Teks Pilihan ▸

● ● ● ● ●

Jadi tak mengherankan jika sekarang orang berinvestasi pada uang kripto, lepas dari urusan haram-halal. Mereka yang mulai sekarang sudah punya aset kripto bisa jadi sangat meyakini bahwa metaverse akan betul-betul menjadi kenyataan.
Koin dan token kripto itu dapat digunakan untuk membeli aset digital, seperti tanah virtual, bangunan, atapun sekadar baju untuk avatar kita di metaverse. Aset-aset tersebut telah dilekatkan teknologi Non-Fungible Token (NFT), sehingga memastikan kepemilikan yang jelas dan bersifat satu-satunya.
Thanks to Gozali Phenomenon, lebih banyak orang mengenal dan mencari tahu apa itu NFT.
Sebetulnya, produk apapun bisa dilekatkan NFT. Saat ini, gambar dan video yang paling lazim diperjualbelikan dalam bentuk NFT. Kelak, akan lebih banyak aset digital dalam bentuk NFT. Jadi, enggak bakal ada kasus tukar guling tanah virtual, atau pembajakan karya digital di metaverse.
Oh ya, selain Ghozali yang menghebohkan jagat OpenSea (marketplace NFT), ada NFT Indonesia yang super keren, asli karya seni, dan dikoleksi para pesohor mulai dari Chef Arnold sampai Brooklyn Beckham.
Saya ikutan happy buat Karafuru ini, meski enggak punya NFT nya 😀


Cara mengakses metaverse
Untuk menghadirkan pengalaman realistik layaknya dunia nyata kita membutuhkan perangkat Virtual Reality (VR), sarung tangan haptic untuk merasakan benda yang ada pada dunia virtual, serta dukungan audio.
Saat ini, Meta sudah mencoba menciptakan ruang kantor berbasis VR bernama Horizon Workrooms, memungkinkan tatap muka secara daring. Aplikasi tersebut dioperasikan melalui VR Oculus Quest 2 yang dibuat oleh Facebook.
Sisi gelap yang patut diwaspadai
Metaverse akan menjadi tempat terjadinya evolusi kapitalisme. Layaknya sebuah dunia baru, mereka yang lebih dulu menguasai metaverse sebagai tuan tanah dan pemilik properti akan menerima keuntungan paling besar. Mereka bisa menetapkan harga tinggi bagi para pemain metaverse gelombang baru.

● ● ● ● ●

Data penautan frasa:
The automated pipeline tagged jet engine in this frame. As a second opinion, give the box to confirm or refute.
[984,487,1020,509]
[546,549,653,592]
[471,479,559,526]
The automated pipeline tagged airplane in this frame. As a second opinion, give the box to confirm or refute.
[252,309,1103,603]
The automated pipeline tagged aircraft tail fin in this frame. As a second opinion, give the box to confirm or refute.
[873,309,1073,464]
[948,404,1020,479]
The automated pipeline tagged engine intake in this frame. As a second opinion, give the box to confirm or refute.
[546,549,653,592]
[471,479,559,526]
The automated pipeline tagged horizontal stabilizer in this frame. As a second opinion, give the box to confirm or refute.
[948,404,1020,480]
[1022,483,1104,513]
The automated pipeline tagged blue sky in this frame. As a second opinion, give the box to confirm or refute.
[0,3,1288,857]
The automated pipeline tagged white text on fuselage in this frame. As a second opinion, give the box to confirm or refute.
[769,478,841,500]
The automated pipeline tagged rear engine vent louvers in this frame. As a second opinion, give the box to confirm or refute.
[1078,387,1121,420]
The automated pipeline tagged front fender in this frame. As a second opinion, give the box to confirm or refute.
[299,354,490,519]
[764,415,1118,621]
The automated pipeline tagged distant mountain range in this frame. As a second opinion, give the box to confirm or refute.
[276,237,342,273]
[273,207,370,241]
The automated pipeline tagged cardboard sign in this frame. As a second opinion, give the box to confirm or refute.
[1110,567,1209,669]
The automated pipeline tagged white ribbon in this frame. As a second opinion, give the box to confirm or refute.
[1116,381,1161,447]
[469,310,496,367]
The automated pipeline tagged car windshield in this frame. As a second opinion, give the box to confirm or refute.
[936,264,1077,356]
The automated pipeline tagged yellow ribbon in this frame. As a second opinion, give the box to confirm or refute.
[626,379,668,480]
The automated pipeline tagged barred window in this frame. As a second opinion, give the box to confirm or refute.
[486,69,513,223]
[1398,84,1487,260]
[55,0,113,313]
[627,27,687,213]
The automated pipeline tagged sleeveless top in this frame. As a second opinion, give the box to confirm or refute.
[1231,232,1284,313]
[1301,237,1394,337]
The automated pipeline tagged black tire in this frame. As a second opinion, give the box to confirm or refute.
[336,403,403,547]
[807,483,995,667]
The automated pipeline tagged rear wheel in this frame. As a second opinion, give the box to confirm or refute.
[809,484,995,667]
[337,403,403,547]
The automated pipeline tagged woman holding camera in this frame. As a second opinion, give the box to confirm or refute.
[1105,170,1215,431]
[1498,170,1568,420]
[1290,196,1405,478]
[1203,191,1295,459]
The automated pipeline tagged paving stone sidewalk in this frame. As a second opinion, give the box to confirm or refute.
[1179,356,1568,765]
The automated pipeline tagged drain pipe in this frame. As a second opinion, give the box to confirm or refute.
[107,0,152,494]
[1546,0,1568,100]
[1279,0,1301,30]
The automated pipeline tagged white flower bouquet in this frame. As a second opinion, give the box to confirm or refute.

● ● ● ● ●

Tugas Anda ▸ Sebutkan nama ruang kantor berbasis VR yang sedang dicoba diciptakan oleh Meta menurut teks tentang metaverse.

Hasil Latihan ▸ Horizon Workrooms.